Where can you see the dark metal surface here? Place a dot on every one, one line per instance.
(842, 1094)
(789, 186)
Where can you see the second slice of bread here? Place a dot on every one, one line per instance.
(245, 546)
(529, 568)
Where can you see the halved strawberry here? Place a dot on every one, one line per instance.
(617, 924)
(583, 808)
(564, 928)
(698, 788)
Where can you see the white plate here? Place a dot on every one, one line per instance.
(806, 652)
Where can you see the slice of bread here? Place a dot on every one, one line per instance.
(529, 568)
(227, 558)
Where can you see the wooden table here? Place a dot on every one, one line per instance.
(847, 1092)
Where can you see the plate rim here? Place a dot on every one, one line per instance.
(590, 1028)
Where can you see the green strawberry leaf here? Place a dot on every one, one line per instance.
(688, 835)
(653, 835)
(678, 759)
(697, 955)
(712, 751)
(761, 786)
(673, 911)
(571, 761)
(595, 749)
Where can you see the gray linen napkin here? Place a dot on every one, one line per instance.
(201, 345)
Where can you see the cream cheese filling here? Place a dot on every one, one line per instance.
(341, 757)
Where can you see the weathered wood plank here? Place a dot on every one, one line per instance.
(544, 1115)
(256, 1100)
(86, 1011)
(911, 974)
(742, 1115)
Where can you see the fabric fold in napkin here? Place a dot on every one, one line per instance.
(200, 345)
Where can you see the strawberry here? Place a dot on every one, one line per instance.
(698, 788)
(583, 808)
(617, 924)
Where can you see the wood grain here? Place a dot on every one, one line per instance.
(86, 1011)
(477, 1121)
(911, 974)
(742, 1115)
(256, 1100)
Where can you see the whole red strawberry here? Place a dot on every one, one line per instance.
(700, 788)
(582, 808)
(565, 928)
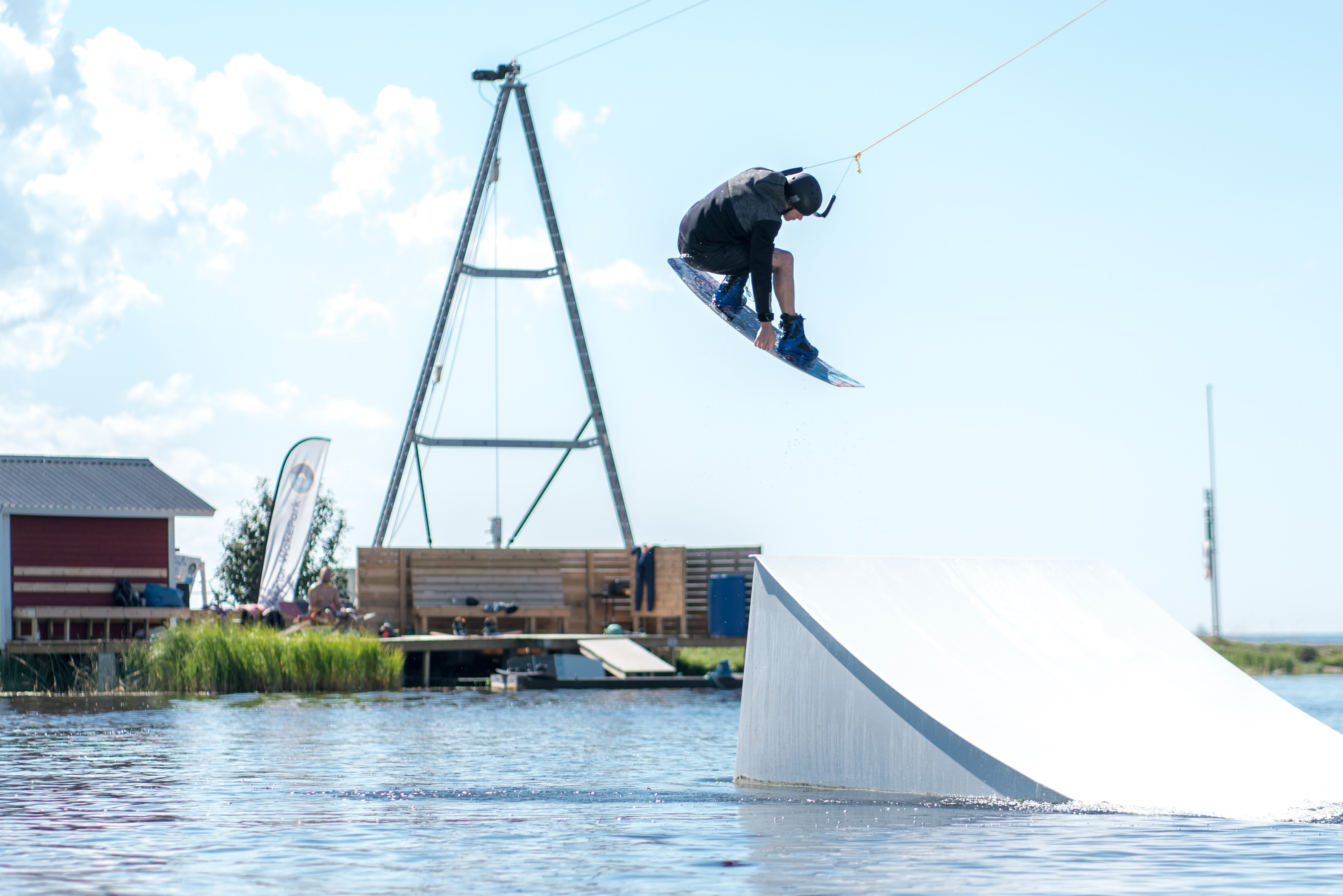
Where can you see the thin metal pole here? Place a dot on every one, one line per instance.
(571, 303)
(554, 473)
(420, 472)
(445, 307)
(1212, 519)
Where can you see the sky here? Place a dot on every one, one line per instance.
(226, 228)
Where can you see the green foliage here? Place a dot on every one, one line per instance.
(238, 577)
(324, 546)
(46, 674)
(231, 659)
(1283, 659)
(698, 662)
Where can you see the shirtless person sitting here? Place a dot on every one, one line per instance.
(323, 601)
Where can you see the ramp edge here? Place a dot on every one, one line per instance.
(996, 774)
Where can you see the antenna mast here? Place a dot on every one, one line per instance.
(1211, 522)
(508, 75)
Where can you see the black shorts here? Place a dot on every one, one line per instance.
(714, 259)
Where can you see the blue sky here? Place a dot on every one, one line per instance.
(228, 228)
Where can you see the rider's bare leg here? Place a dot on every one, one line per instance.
(783, 281)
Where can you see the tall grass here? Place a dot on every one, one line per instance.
(698, 662)
(229, 659)
(1283, 659)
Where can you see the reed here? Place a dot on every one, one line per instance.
(698, 662)
(1279, 659)
(228, 659)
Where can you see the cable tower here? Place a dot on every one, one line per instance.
(411, 439)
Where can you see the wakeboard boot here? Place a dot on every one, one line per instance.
(731, 296)
(794, 344)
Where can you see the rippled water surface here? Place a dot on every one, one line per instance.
(557, 793)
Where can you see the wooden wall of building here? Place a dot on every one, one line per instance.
(557, 590)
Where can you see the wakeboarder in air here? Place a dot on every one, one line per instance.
(731, 231)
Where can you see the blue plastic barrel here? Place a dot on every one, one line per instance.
(727, 606)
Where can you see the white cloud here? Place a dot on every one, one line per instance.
(624, 281)
(405, 124)
(226, 218)
(351, 413)
(107, 151)
(42, 429)
(346, 312)
(621, 274)
(281, 401)
(164, 396)
(567, 124)
(254, 93)
(434, 219)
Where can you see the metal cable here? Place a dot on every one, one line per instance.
(622, 38)
(585, 27)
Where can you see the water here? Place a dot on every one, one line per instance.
(557, 793)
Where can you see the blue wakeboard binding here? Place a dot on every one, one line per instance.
(731, 296)
(794, 344)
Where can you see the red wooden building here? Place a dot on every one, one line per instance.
(69, 528)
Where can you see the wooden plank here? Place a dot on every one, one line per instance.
(101, 613)
(93, 573)
(401, 585)
(70, 588)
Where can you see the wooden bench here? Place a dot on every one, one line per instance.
(97, 623)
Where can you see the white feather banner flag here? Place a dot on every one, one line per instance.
(291, 520)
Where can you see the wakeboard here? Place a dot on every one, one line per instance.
(744, 322)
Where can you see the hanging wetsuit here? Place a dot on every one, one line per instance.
(645, 573)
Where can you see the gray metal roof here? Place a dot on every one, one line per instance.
(93, 487)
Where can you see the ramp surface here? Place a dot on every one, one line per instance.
(622, 657)
(1048, 680)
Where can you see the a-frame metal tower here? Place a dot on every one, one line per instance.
(511, 87)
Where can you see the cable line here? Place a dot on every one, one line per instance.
(857, 159)
(585, 27)
(624, 37)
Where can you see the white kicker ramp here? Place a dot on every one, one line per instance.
(1045, 680)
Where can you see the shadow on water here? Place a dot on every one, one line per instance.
(84, 705)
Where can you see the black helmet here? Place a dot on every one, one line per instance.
(804, 194)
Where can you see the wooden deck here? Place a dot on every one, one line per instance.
(422, 643)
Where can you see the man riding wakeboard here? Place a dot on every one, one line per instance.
(731, 231)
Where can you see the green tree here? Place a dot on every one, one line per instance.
(238, 576)
(324, 546)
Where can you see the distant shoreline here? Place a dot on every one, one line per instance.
(1279, 656)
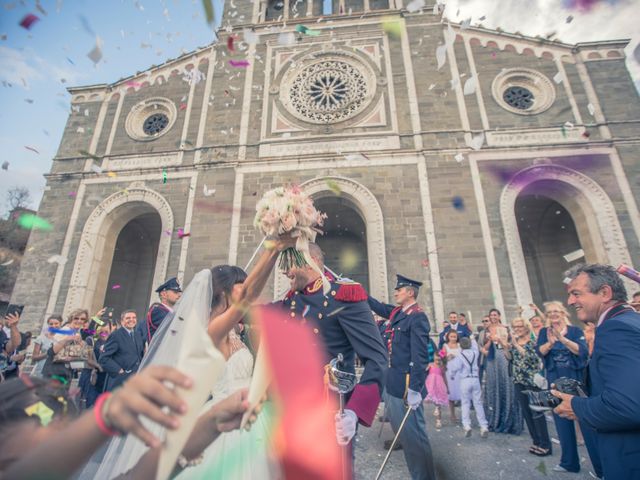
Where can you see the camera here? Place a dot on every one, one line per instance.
(544, 400)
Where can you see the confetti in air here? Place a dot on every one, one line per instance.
(28, 21)
(458, 203)
(30, 221)
(208, 11)
(239, 63)
(59, 259)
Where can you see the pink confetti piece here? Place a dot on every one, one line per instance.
(239, 63)
(28, 20)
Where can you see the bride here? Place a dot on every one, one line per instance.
(217, 299)
(237, 454)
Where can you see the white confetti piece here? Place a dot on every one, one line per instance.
(572, 256)
(249, 36)
(415, 6)
(476, 141)
(95, 55)
(558, 77)
(470, 85)
(441, 55)
(59, 259)
(287, 38)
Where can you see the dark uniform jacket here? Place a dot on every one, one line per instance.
(147, 329)
(121, 351)
(408, 344)
(613, 405)
(344, 323)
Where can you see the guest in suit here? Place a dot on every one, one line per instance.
(612, 408)
(462, 329)
(122, 352)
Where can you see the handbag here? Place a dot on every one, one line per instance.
(73, 352)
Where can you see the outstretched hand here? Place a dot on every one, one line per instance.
(146, 393)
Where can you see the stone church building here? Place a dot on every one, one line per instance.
(480, 162)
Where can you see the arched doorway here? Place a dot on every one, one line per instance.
(549, 237)
(344, 242)
(133, 265)
(91, 278)
(590, 208)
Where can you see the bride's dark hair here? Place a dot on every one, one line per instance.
(223, 278)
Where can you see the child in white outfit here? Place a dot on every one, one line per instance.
(465, 366)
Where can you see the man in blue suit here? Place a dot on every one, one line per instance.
(122, 352)
(408, 345)
(613, 406)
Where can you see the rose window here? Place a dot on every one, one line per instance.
(519, 97)
(327, 91)
(155, 124)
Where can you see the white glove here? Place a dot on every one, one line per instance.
(346, 426)
(414, 399)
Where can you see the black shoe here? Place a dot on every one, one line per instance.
(387, 445)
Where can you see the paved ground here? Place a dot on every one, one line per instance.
(497, 457)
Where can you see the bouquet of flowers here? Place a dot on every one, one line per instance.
(289, 209)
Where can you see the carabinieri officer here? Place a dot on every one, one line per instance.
(344, 323)
(408, 339)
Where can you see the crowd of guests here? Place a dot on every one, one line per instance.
(512, 359)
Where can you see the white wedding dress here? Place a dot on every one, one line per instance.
(239, 454)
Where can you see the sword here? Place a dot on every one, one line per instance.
(393, 444)
(341, 382)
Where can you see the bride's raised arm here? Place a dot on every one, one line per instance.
(221, 323)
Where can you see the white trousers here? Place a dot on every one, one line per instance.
(471, 392)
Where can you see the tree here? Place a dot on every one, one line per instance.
(18, 197)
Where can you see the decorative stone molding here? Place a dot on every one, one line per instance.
(367, 206)
(523, 91)
(150, 119)
(99, 235)
(596, 206)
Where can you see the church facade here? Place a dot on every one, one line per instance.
(479, 162)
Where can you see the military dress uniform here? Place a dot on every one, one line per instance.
(344, 324)
(156, 313)
(408, 344)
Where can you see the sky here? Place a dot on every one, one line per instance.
(39, 63)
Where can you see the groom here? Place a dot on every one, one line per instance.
(344, 322)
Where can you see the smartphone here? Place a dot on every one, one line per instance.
(14, 309)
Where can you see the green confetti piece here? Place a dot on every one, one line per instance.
(542, 468)
(30, 221)
(208, 10)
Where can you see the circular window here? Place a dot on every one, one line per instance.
(523, 91)
(150, 119)
(327, 90)
(155, 123)
(519, 97)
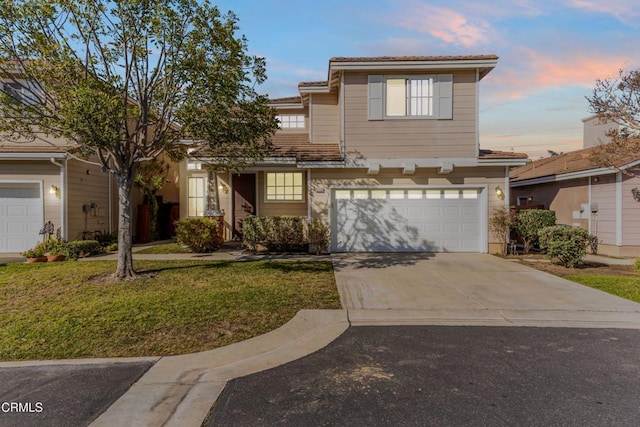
━━━
*Exercise prompt*:
Produce an exact copy of the lines from the line with "Where can you see the church" through the last line of the data above, both ends included. No pictures belong in it.

*Completed exercise*:
Where can you see the church facade here? Place a dot on every one, one line per instance.
(479, 162)
Where can you see the military dress uniform here? Place a dot on every one, one line per instance.
(344, 324)
(156, 313)
(408, 344)
Where can you see the sky here? Place a dot on every one, one line per instance.
(39, 63)
Where can you see the groom here? Place a dot on every one, one line per instance.
(344, 322)
Where can you see the smartphone here? Place a dot on every one, one line per instance.
(14, 309)
Where can you see the green confetti piece here? Place a dot on every one, one line per instance.
(542, 468)
(30, 221)
(208, 10)
Where can you see the circular window here? Place a dot on every one, one line per instance.
(523, 91)
(150, 119)
(327, 90)
(155, 123)
(519, 97)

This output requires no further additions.